• Extracted data

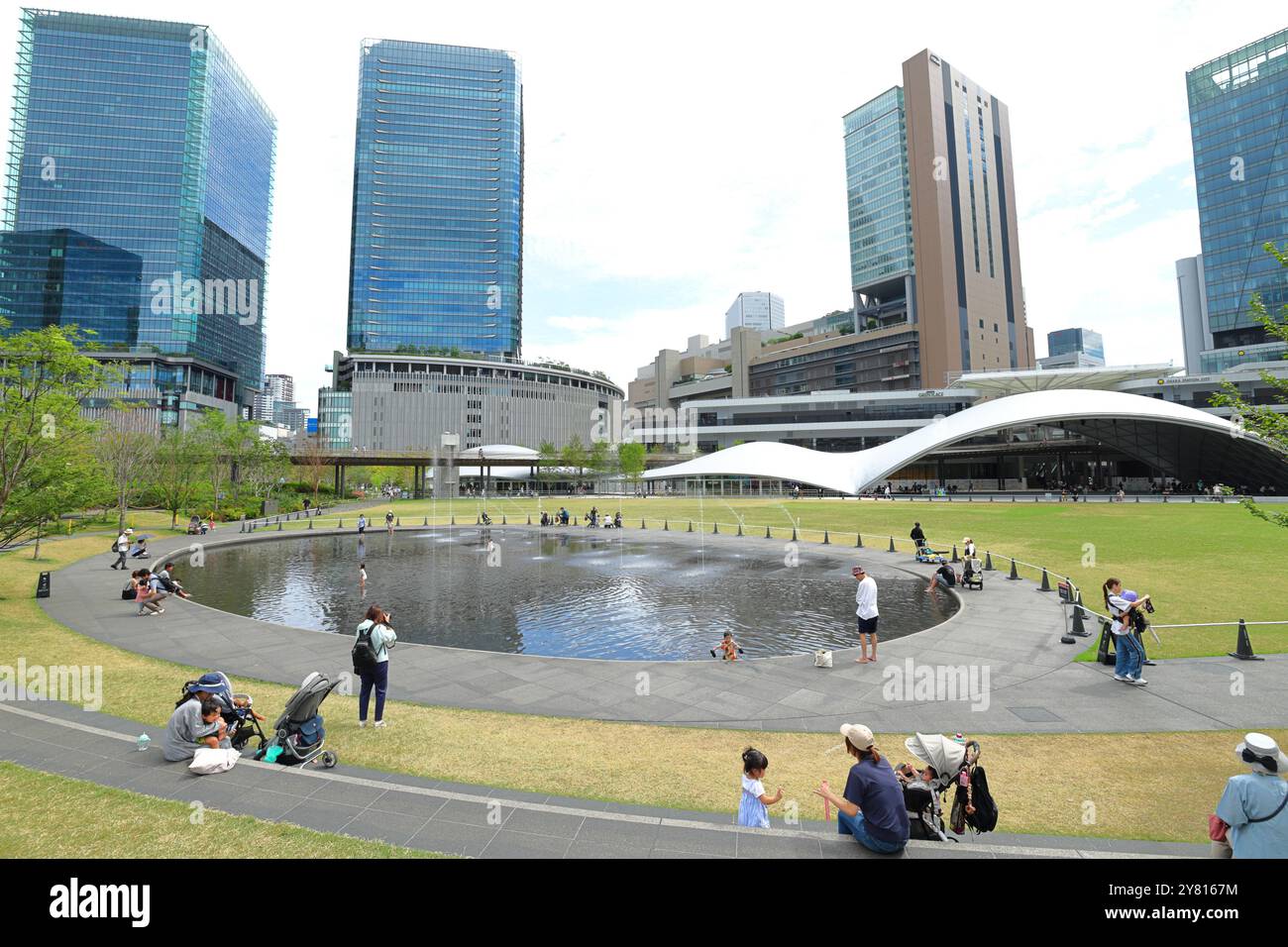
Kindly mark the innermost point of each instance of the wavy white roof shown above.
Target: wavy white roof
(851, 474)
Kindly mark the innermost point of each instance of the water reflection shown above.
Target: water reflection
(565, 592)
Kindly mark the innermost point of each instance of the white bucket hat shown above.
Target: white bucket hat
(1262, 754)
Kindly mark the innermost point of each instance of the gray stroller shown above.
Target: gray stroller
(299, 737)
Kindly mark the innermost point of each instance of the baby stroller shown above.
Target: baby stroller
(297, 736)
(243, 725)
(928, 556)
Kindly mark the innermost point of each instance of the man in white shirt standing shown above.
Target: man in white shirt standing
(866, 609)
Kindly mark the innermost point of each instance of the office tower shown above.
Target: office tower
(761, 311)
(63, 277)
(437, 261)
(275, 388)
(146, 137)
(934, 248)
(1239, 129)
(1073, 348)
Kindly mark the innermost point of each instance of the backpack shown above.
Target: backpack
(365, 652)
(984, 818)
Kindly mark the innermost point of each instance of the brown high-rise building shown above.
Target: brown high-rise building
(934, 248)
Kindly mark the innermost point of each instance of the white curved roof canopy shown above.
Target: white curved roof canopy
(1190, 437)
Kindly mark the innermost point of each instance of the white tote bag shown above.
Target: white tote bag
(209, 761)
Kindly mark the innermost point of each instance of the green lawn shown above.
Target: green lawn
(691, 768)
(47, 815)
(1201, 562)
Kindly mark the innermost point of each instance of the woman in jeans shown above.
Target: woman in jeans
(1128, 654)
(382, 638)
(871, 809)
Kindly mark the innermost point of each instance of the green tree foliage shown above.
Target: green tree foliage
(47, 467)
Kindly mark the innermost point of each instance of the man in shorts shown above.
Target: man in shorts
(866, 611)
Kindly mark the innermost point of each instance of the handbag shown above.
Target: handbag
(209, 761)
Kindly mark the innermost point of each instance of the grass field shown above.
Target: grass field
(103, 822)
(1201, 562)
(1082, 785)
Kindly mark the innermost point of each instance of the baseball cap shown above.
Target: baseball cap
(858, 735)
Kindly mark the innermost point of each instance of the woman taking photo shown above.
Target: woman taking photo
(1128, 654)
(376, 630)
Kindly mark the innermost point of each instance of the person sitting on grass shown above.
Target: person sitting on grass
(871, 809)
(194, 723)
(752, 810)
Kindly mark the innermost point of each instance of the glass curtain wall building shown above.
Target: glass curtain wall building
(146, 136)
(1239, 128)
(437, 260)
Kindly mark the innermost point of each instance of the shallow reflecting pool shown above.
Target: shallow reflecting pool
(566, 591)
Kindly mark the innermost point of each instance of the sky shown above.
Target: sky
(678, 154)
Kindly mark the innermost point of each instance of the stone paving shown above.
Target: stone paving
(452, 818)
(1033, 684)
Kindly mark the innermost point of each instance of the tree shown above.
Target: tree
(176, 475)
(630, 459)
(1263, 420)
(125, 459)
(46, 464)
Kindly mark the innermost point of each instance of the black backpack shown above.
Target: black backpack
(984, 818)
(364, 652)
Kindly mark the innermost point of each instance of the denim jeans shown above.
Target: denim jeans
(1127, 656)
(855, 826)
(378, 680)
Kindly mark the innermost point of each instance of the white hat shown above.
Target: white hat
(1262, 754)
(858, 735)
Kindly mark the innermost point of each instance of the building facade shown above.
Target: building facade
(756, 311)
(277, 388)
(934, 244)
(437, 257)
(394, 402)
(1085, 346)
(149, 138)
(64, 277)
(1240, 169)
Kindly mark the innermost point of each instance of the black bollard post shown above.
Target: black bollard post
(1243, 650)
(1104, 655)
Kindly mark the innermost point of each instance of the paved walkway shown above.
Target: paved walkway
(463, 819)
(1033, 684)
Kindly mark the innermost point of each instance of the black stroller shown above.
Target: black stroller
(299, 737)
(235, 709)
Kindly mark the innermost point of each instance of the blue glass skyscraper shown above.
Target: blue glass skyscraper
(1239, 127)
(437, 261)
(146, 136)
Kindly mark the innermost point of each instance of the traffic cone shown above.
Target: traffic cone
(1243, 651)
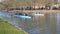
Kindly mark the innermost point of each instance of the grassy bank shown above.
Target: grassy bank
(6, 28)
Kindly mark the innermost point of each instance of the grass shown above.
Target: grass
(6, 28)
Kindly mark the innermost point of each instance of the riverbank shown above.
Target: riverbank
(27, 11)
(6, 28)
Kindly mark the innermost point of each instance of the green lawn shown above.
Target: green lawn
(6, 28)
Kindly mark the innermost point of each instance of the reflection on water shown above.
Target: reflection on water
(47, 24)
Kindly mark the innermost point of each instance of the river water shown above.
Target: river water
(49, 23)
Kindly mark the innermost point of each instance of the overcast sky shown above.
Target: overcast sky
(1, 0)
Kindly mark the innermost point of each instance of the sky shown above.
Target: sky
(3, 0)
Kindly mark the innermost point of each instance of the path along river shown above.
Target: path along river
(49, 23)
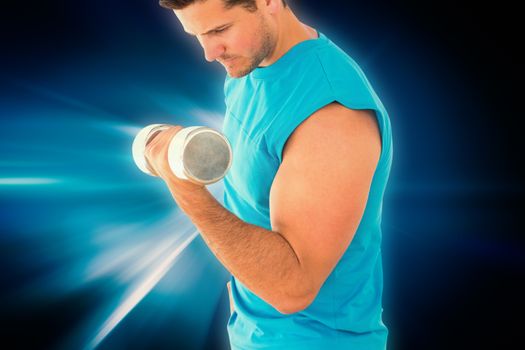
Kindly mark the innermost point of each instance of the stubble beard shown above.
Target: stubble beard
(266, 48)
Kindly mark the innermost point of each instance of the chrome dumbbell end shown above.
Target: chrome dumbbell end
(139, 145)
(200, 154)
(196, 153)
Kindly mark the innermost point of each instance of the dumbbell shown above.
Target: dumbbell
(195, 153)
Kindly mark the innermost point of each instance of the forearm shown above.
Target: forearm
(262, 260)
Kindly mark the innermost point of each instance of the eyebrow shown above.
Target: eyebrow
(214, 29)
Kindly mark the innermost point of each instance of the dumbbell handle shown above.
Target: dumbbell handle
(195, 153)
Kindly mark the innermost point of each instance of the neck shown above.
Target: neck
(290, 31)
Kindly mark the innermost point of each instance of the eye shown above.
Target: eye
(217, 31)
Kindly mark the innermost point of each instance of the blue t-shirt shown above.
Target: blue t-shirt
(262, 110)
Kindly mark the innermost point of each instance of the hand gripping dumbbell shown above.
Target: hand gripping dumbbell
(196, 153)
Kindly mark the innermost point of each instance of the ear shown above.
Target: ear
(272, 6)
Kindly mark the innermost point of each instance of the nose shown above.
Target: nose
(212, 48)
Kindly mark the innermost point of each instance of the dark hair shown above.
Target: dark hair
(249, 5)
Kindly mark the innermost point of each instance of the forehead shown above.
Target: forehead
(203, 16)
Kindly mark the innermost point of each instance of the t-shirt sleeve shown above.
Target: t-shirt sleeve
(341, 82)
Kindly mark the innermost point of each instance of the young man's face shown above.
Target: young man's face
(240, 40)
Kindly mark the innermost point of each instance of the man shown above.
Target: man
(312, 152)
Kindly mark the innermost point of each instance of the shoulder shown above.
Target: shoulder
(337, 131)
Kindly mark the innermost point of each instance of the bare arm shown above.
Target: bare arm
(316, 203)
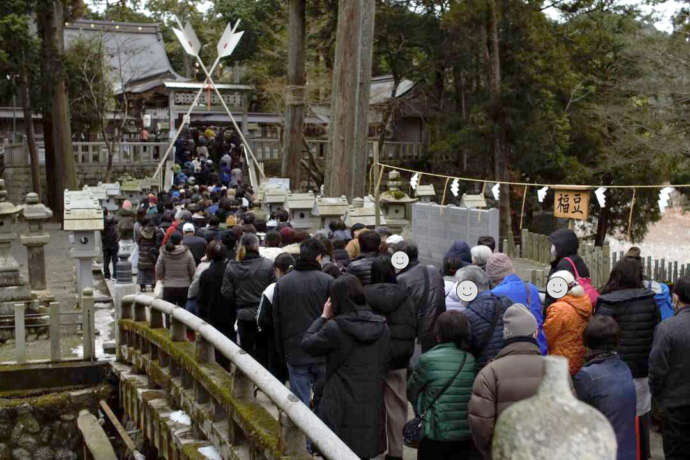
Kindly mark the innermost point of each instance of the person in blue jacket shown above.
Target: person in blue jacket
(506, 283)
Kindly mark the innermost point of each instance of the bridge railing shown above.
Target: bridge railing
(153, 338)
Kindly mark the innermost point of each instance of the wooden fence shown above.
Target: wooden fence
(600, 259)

• Task description
Leave the pictures out and copy the rest of the data exactly.

• Exercise response
Kindly mark the innermost point of each instance of the wavy white roof shown above.
Target: wavy white roof
(851, 474)
Kindly mark the innermost point of each instance of the water reflection shown above.
Target: water reflection
(565, 592)
Kindly mark the innermost point of each instance of the white bucket hat shown above.
Target: white bucket hat
(1262, 754)
Kindly mark the innermost point of each instance of the gray stroller shown above.
Target: gray stroller
(299, 737)
Kindly mark the innermost point of each instance of the baby stroller shown above.
Target: baby stroller
(297, 736)
(243, 725)
(928, 556)
Kindly mark the innermost point of each instance of the man in white shirt standing shown above.
Target: man in white shirt standing
(866, 609)
Kindly mark the innermost point of each instance of the office tower shown above.
Target: office tower
(761, 311)
(63, 277)
(437, 261)
(275, 388)
(146, 137)
(934, 248)
(1239, 129)
(1073, 348)
Kindly mark the innermost point of each instance of the backpack shown above.
Target: backpack
(365, 652)
(984, 818)
Kindly mark the innermost point of each instance of the brown high-rise building shown above.
Target: brown high-rise building
(934, 248)
Kindly mark the innermost point of each instance of the white curved roof canopy shown above.
Target: white curved roof canopy
(1190, 437)
Kindly mark the innermost point of each instance of the white tote bag shown above.
Target: white tote bag
(209, 761)
Kindly mark the innermost point of each instance of the green lawn shown above.
Target: green lawn
(691, 768)
(47, 815)
(1201, 562)
Kindly mark the innermost point of each instance of the woman in jeans shown above.
Target: woman in jeans
(1128, 654)
(382, 638)
(871, 809)
Kindly mark the innermost point of each instance of the green tree foliage shown above.
Target: green tree foliage
(47, 467)
Kindly mark the innermost point of each instance of the man in shorts shown above.
Target: man in shorts
(866, 611)
Kindly mark the innermost point of each instance of the handbag shown above.
Target: handbag
(209, 761)
Kindly mark the innermost point of each instance of the grass field shown above.
Target: grass field
(103, 822)
(1201, 562)
(1082, 785)
Kindly mark the innermost point of each instance of the baseball cap shown above.
Target: baseball cap
(858, 735)
Kindly mark the innermost point of each instance of the woman taking photo shown above.
Target: woman taking photo
(1128, 654)
(376, 630)
Kindly mark the innermost point of each instance of the person sitting on grass shown above.
Target: person sitting on grass
(871, 809)
(194, 723)
(752, 810)
Kindly mark the innermost point of each instance of the glass curtain wall building shown above.
Target: glass curtain wall building
(146, 136)
(1239, 128)
(437, 260)
Kindly mark the innermost point of each instance of the shallow reflecting pool shown above.
Target: shallow reflecting pool
(566, 591)
Kindly mark the innermost point of each instance of the sky shown above.
Target: sky
(678, 154)
Kindly mark the innermost point of each instance of the stone paving shown above.
Target: stone paving
(452, 818)
(1033, 684)
Kindly mark the innermost point of each instance of the tree shown above.
Target: tree
(176, 475)
(630, 459)
(1263, 420)
(125, 459)
(46, 464)
Kindly mark the innermost point of each instance of the black backpack shown above.
Target: black backpack
(984, 818)
(364, 652)
Kindly mark the innermost point of each instance of the denim jeans shown above.
Target: denim jeans
(1127, 656)
(855, 826)
(378, 680)
Kindly mark the innermost point of each instance of the white hat shown above.
Target: white hat
(1262, 754)
(858, 735)
Kindly mark the innermost point of each instance of the building facade shown above.
Target: building facade
(756, 311)
(277, 388)
(934, 244)
(437, 257)
(394, 402)
(1085, 346)
(149, 138)
(64, 277)
(1240, 169)
Kindly mark the innermost point of each instance of the black bollard post shown above.
Target: black bollard post
(1243, 650)
(1104, 655)
Kindly mark the innermost point of each instance of the paved walkway shown above.
Target: paved walkway
(463, 819)
(1033, 684)
Kindly mark the innermost point of each instance of the black stroller shown above.
Target: black stroller
(299, 737)
(235, 709)
Kindly mark the innermost point of each instance of the blue glass skyscraper shown above.
Target: blue glass skyscraper
(1239, 127)
(437, 261)
(146, 136)
Kindly mark the innermost point of each instance of the traffic cone shown above.
Target: traffic cone
(1243, 651)
Kindly mark the innermost point of each instance of the grassy bank shown above.
Target: grassy bank
(6, 28)
Kindly mark the innermost point of each instance of the grass shown above.
Target: grass
(6, 28)
Kindly mark the innermost point of each instance of the riverbank shown above.
Target: riverbank
(27, 11)
(6, 28)
Kindly mark the innermost point of each instance of the green lawn shown above.
Target: green lawn
(6, 28)
Kindly mark the innermost point of each instance of the reflection on water shown above.
Target: reflection on water
(47, 24)
Kindly mark the innermost point of each instance of the river water shown above.
Target: river water
(49, 23)
Kindly mark the innermost point of each instance of the overcast sky shown above.
Target: overcast sky
(1, 0)
Kindly mark the innermost point of each instance of the sky shown above.
Target: sky
(3, 0)
Kindly mark the innermost point of each instance of the path along river shown above.
Target: path along river
(49, 23)
Kindly mark the innermost point of each instance of the stubble beard shown above.
Target: stubble beard
(266, 48)
Kindly mark the innermost point of each instance of the chrome dumbbell end shown above.
Target: chrome dumbbell end
(139, 145)
(200, 154)
(196, 153)
Kindly mark the innermost point of each instance of the dumbbell shown above.
Target: dumbbell
(195, 153)
Kindly mark the innermost point of each instance of the forearm shown above.
Target: forearm
(262, 260)
Kindly mark the innermost point of each instance of the eyebrow shown above.
Target: eyebrow
(214, 29)
Kindly mark the innermost point of each instance of the dumbbell handle shown above.
Target: dumbbell handle
(195, 153)
Kindly mark the innermost point of each instance of the neck shown above.
Target: neck
(290, 31)
Kindly mark the innermost point of each instance of the eye shown above.
Target: eye
(217, 31)
Kindly mark the innermost point of each instance of the blue t-shirt shown above.
Target: blue t-shirt
(262, 110)
Kindly mark the innermost point of each instance of the hand gripping dumbbell shown above.
Target: hand gripping dumbbell
(196, 153)
Kindly mark the innermost point of each instance of the ear shown above.
Target: ear
(272, 6)
Kindly mark the innermost point of each instance of the nose shown above.
Target: nose
(212, 48)
Kindly mark the innermost point of each instance of the dark hair shown above.
Target: dark hair
(249, 5)
Kindly mark the innermost point of each instance of the forehead shown above.
Target: forehead
(203, 16)
Kindly mark the innermost point of each instance of the t-shirt sleeve shown above.
Target: t-shirt sleeve
(341, 82)
Kindly mark the innermost point of each instance of the young man's face shown above.
Target: young man's face
(240, 40)
Kindly mark the innermost point of each instance of the man shown above.
Target: man
(312, 152)
Kindly mark the innermost point of each instance of the shoulder shown above.
Target: shoulder
(337, 131)
Kindly mark the innermost point of each instance of the bare arm shown above.
Target: bare arm
(316, 203)
Kindly mark the innermost point of each instance of the person in blue jacket shown above.
Target: person in blue jacket
(506, 283)
Kindly mark the innermost point of each instance of the bridge railing shown above.
Target: bridge railing
(153, 338)
Kindly mark the innermost point of each instance of the wooden fence shown above.
Target: wooden fence
(600, 259)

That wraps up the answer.